## GOAL OF THE EXERCISE
Each entry must be output exactly as it appears.
TASK DATA START
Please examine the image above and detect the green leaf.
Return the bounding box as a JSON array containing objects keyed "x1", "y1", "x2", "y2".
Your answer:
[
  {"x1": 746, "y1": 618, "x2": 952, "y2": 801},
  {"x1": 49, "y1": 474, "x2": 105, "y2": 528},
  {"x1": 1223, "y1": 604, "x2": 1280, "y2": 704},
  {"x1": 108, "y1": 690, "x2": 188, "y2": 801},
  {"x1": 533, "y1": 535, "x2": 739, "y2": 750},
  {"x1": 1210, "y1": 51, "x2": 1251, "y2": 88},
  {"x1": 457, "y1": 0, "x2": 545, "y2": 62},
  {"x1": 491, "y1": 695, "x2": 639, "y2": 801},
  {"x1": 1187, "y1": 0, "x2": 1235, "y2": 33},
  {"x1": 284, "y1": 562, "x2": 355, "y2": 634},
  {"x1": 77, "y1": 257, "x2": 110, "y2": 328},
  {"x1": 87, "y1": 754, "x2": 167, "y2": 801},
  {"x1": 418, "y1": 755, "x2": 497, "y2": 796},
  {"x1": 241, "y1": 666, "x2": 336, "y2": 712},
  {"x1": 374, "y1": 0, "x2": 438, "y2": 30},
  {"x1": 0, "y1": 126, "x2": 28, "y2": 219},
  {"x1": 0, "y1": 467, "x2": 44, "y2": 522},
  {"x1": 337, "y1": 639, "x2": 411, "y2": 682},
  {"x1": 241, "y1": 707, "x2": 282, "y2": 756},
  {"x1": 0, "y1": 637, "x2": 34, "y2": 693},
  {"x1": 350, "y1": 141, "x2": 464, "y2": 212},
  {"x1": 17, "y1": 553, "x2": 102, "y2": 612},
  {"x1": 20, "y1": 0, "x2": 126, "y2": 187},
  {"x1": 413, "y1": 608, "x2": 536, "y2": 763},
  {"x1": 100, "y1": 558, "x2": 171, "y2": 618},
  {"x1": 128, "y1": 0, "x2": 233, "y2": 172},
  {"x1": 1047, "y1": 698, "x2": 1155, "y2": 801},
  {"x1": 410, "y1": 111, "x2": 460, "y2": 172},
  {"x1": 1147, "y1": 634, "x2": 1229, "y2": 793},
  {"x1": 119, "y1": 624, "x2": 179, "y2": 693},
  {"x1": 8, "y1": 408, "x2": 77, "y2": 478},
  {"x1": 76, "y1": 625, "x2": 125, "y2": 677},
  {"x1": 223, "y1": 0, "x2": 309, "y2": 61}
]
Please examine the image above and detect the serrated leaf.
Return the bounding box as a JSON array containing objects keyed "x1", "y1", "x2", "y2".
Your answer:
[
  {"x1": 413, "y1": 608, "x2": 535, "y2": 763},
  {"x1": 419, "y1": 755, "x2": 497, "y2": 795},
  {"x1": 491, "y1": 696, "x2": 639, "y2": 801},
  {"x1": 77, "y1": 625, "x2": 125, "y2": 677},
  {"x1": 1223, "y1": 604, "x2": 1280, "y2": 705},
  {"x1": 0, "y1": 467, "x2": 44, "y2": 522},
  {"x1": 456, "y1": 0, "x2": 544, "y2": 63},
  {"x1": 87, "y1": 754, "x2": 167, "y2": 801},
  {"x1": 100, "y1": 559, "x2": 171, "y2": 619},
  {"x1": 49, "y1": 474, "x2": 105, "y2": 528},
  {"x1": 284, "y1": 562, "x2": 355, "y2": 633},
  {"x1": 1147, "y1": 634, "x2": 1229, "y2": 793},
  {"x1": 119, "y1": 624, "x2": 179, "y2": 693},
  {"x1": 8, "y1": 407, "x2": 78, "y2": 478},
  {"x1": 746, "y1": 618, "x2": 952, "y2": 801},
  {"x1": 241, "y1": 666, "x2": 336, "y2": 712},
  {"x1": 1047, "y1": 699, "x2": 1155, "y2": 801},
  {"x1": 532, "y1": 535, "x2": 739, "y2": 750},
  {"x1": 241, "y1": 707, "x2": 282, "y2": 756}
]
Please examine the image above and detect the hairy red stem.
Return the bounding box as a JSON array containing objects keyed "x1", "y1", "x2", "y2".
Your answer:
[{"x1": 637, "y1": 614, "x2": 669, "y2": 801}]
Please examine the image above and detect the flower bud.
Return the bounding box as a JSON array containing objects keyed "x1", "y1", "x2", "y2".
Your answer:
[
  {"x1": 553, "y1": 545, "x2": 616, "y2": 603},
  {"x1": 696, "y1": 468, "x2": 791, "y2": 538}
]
TASK DATA END
## OUTPUT OF THE TASK
Please examine the image above and detect the green leaf.
Return the bounding box as a JSON array containing objects keyed "x1", "y1", "x2", "y2".
Your answer:
[
  {"x1": 746, "y1": 618, "x2": 952, "y2": 801},
  {"x1": 49, "y1": 474, "x2": 105, "y2": 528},
  {"x1": 1223, "y1": 604, "x2": 1280, "y2": 704},
  {"x1": 108, "y1": 690, "x2": 188, "y2": 801},
  {"x1": 533, "y1": 535, "x2": 739, "y2": 750},
  {"x1": 1210, "y1": 51, "x2": 1251, "y2": 88},
  {"x1": 457, "y1": 0, "x2": 545, "y2": 62},
  {"x1": 491, "y1": 695, "x2": 639, "y2": 801},
  {"x1": 1187, "y1": 0, "x2": 1235, "y2": 33},
  {"x1": 284, "y1": 562, "x2": 355, "y2": 634},
  {"x1": 77, "y1": 257, "x2": 110, "y2": 328},
  {"x1": 87, "y1": 754, "x2": 167, "y2": 801},
  {"x1": 418, "y1": 755, "x2": 497, "y2": 796},
  {"x1": 241, "y1": 666, "x2": 336, "y2": 712},
  {"x1": 374, "y1": 0, "x2": 438, "y2": 30},
  {"x1": 0, "y1": 126, "x2": 28, "y2": 219},
  {"x1": 0, "y1": 467, "x2": 44, "y2": 522},
  {"x1": 337, "y1": 639, "x2": 411, "y2": 682},
  {"x1": 241, "y1": 707, "x2": 282, "y2": 756},
  {"x1": 0, "y1": 637, "x2": 34, "y2": 693},
  {"x1": 350, "y1": 141, "x2": 464, "y2": 212},
  {"x1": 17, "y1": 553, "x2": 102, "y2": 612},
  {"x1": 20, "y1": 0, "x2": 126, "y2": 187},
  {"x1": 413, "y1": 608, "x2": 536, "y2": 763},
  {"x1": 100, "y1": 558, "x2": 171, "y2": 618},
  {"x1": 128, "y1": 0, "x2": 233, "y2": 172},
  {"x1": 1047, "y1": 698, "x2": 1155, "y2": 801},
  {"x1": 410, "y1": 111, "x2": 460, "y2": 172},
  {"x1": 1147, "y1": 634, "x2": 1229, "y2": 793},
  {"x1": 119, "y1": 624, "x2": 179, "y2": 693},
  {"x1": 8, "y1": 408, "x2": 77, "y2": 478},
  {"x1": 76, "y1": 625, "x2": 125, "y2": 677},
  {"x1": 223, "y1": 0, "x2": 309, "y2": 61}
]
Please examine the image above and detect the serrated leaf.
Return the bounding box as a JSON array containing objects keyed "x1", "y1", "x2", "y2".
Your answer:
[
  {"x1": 413, "y1": 608, "x2": 535, "y2": 763},
  {"x1": 419, "y1": 755, "x2": 497, "y2": 795},
  {"x1": 491, "y1": 696, "x2": 639, "y2": 801},
  {"x1": 77, "y1": 625, "x2": 125, "y2": 677},
  {"x1": 1223, "y1": 604, "x2": 1280, "y2": 705},
  {"x1": 0, "y1": 467, "x2": 44, "y2": 522},
  {"x1": 456, "y1": 0, "x2": 544, "y2": 63},
  {"x1": 87, "y1": 754, "x2": 167, "y2": 801},
  {"x1": 100, "y1": 559, "x2": 171, "y2": 619},
  {"x1": 49, "y1": 474, "x2": 105, "y2": 528},
  {"x1": 284, "y1": 562, "x2": 355, "y2": 633},
  {"x1": 1147, "y1": 634, "x2": 1229, "y2": 793},
  {"x1": 119, "y1": 624, "x2": 179, "y2": 693},
  {"x1": 8, "y1": 407, "x2": 78, "y2": 478},
  {"x1": 746, "y1": 618, "x2": 952, "y2": 801},
  {"x1": 241, "y1": 666, "x2": 336, "y2": 712},
  {"x1": 1047, "y1": 699, "x2": 1155, "y2": 801},
  {"x1": 532, "y1": 535, "x2": 739, "y2": 750},
  {"x1": 241, "y1": 707, "x2": 282, "y2": 756}
]
Please examine the image above and detect the hairy red stem.
Return the bounding box as a JSON array containing objects keyed "x1", "y1", "x2", "y2".
Your answer:
[{"x1": 637, "y1": 614, "x2": 669, "y2": 801}]
Please examine the image above and detect the flower bud.
Return the bounding box as a JSON array containing objects keyed "x1", "y1", "x2", "y2".
Your answer:
[
  {"x1": 553, "y1": 545, "x2": 616, "y2": 603},
  {"x1": 696, "y1": 468, "x2": 791, "y2": 538}
]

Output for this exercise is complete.